# WHAT NEEDS TO BE DONE
Write out the data below in full. Keep it exact.

* * * *

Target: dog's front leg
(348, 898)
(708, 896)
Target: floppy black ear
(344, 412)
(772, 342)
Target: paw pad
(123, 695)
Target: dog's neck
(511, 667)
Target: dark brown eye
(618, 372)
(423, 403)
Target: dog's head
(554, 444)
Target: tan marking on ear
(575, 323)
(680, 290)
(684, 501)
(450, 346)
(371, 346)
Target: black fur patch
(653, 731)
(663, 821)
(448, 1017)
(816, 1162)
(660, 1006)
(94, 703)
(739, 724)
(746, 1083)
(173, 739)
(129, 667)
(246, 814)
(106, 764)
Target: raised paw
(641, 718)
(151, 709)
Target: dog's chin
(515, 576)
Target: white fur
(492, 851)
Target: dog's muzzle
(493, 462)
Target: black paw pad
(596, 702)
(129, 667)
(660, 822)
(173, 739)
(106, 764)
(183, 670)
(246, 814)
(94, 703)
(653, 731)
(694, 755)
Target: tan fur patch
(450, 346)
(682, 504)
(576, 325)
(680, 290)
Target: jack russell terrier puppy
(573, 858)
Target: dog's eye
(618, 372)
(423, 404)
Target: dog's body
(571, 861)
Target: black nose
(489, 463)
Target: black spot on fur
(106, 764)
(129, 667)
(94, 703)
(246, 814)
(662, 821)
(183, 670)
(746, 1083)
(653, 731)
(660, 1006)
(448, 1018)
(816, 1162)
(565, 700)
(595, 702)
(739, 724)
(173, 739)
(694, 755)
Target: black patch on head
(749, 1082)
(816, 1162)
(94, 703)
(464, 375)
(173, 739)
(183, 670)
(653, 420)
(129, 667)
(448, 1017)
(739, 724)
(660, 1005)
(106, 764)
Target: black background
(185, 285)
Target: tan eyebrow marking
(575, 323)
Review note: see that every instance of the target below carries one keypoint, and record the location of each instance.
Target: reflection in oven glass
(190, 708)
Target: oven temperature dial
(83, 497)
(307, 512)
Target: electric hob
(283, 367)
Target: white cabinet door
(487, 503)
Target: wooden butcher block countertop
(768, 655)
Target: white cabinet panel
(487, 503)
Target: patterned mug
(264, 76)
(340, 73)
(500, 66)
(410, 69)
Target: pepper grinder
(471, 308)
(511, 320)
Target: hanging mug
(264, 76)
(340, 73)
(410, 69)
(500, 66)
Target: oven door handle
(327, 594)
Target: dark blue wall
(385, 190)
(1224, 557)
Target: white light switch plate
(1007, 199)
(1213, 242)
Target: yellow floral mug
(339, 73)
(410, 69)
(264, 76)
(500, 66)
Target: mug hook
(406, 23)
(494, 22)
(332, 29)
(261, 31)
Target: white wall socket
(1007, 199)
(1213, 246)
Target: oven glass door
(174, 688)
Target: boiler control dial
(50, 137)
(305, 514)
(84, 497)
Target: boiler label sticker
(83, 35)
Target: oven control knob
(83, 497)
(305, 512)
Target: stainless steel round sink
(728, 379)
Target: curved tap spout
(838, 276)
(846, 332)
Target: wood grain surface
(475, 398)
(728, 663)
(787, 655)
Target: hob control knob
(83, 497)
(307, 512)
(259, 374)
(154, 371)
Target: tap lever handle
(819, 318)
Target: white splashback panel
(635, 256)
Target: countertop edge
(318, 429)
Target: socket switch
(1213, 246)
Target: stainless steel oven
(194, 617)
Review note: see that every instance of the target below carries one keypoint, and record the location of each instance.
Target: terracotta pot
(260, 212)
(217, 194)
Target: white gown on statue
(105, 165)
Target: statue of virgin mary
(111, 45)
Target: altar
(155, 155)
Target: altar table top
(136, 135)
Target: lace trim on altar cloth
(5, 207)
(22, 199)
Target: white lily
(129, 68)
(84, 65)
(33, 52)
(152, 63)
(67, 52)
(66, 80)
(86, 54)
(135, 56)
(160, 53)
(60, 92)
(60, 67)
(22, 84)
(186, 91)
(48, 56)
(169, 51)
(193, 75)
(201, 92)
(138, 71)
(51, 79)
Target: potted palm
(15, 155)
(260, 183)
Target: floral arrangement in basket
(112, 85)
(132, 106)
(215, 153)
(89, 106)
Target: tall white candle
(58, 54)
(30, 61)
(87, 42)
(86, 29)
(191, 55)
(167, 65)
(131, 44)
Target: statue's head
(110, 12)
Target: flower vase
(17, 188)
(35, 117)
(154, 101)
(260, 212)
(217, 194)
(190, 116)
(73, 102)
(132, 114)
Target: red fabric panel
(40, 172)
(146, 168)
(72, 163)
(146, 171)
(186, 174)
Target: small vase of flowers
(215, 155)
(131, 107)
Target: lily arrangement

* * * *

# FINAL RESULT
Target: dog's front leg
(348, 898)
(708, 896)
Target: floppy black ear
(344, 412)
(772, 342)
Target: paw pad
(123, 695)
Target: dog's neck
(511, 667)
Target: dark brown eye
(618, 372)
(423, 403)
Target: dog's head
(554, 444)
Target: tan marking on ear
(575, 323)
(680, 290)
(684, 501)
(450, 346)
(371, 346)
Target: black fur patch
(653, 731)
(663, 821)
(448, 1017)
(816, 1162)
(660, 1006)
(94, 703)
(739, 724)
(746, 1083)
(173, 739)
(129, 667)
(246, 814)
(106, 764)
Target: raised paw
(641, 718)
(151, 709)
Target: dog's chin
(515, 576)
Target: white fur
(492, 851)
Target: dog's muzzle
(493, 462)
Target: black paw pad
(596, 702)
(129, 667)
(660, 822)
(173, 739)
(106, 764)
(183, 670)
(246, 814)
(94, 703)
(653, 731)
(694, 755)
Target: tan fur patch
(450, 346)
(682, 504)
(576, 325)
(680, 290)
Target: jack russell terrier puppy
(573, 858)
Target: dog's eye
(618, 372)
(423, 404)
Target: dog's body
(571, 861)
Target: black nose
(489, 463)
Target: black spot on fur
(106, 764)
(129, 667)
(94, 703)
(246, 814)
(662, 821)
(183, 670)
(746, 1083)
(653, 731)
(660, 1006)
(448, 1018)
(816, 1162)
(565, 700)
(595, 702)
(739, 724)
(173, 739)
(694, 755)
Target: black patch on head
(749, 1082)
(816, 1162)
(94, 703)
(464, 375)
(173, 739)
(183, 670)
(653, 420)
(129, 667)
(448, 1017)
(739, 724)
(660, 1005)
(106, 764)
Target: black background
(185, 285)
Target: tan eyebrow marking
(575, 323)
Review note: see that every instance of the target below carries one keypoint, and record the location of each instance.
Target: reflection in oven glass
(190, 708)
Target: oven temperature dial
(83, 497)
(307, 512)
Target: electric hob
(283, 367)
Target: white cabinet door
(487, 503)
Target: wooden butcher block countertop
(768, 655)
Target: white cabinet panel
(487, 503)
Target: patterned mug
(264, 76)
(340, 73)
(500, 66)
(410, 69)
Target: pepper grinder
(471, 308)
(511, 320)
Target: hanging mug
(264, 76)
(340, 73)
(410, 69)
(500, 66)
Target: oven door handle
(327, 594)
Target: dark blue wall
(385, 190)
(1224, 557)
Target: white light switch plate
(1007, 199)
(1213, 242)
Target: yellow floral mug
(339, 73)
(410, 69)
(264, 76)
(500, 66)
Target: mug hook
(406, 23)
(494, 22)
(332, 29)
(261, 31)
Target: white wall socket
(1007, 199)
(1213, 246)
Target: oven glass door
(174, 688)
Target: boiler control dial
(50, 137)
(305, 514)
(84, 497)
Target: boiler label sticker
(83, 35)
Target: oven control knob
(83, 497)
(305, 512)
Target: stainless steel round sink
(728, 379)
Target: curved tap spout
(838, 276)
(846, 332)
Target: wood grain surface
(475, 398)
(728, 663)
(787, 655)
Target: hob control knob
(83, 497)
(307, 512)
(259, 374)
(154, 371)
Target: tap lever handle
(819, 318)
Target: white splashback panel
(635, 256)
Target: countertop edge
(318, 429)
Target: socket switch
(1213, 246)
Target: stainless steel oven
(194, 617)
Review note: see that every instance of the target below carries one keypoint, and record the location of each instance.
Target: terracotta pot
(260, 212)
(217, 194)
Target: white gown on statue
(105, 165)
Target: statue of virgin mary
(111, 45)
Target: altar
(155, 155)
Target: altar table top
(136, 135)
Target: lace trim on altar cloth
(5, 207)
(22, 199)
Target: white lily
(129, 68)
(84, 65)
(33, 52)
(152, 63)
(67, 52)
(66, 80)
(86, 54)
(135, 56)
(160, 53)
(60, 92)
(60, 67)
(22, 84)
(186, 91)
(48, 56)
(169, 51)
(193, 75)
(201, 92)
(138, 71)
(51, 79)
Target: potted palm
(15, 155)
(260, 183)
Target: floral arrangement in basket
(112, 85)
(132, 106)
(215, 153)
(89, 106)
Target: tall white candle
(58, 54)
(30, 61)
(87, 42)
(86, 29)
(191, 55)
(167, 65)
(131, 44)
Target: statue's head
(110, 12)
Target: flower vase
(17, 188)
(35, 117)
(154, 101)
(260, 212)
(217, 194)
(190, 116)
(73, 102)
(132, 114)
Target: red fabric panel
(40, 172)
(146, 168)
(72, 163)
(146, 171)
(186, 174)
Target: small vase of flowers
(215, 155)
(131, 107)
Target: lily arrangement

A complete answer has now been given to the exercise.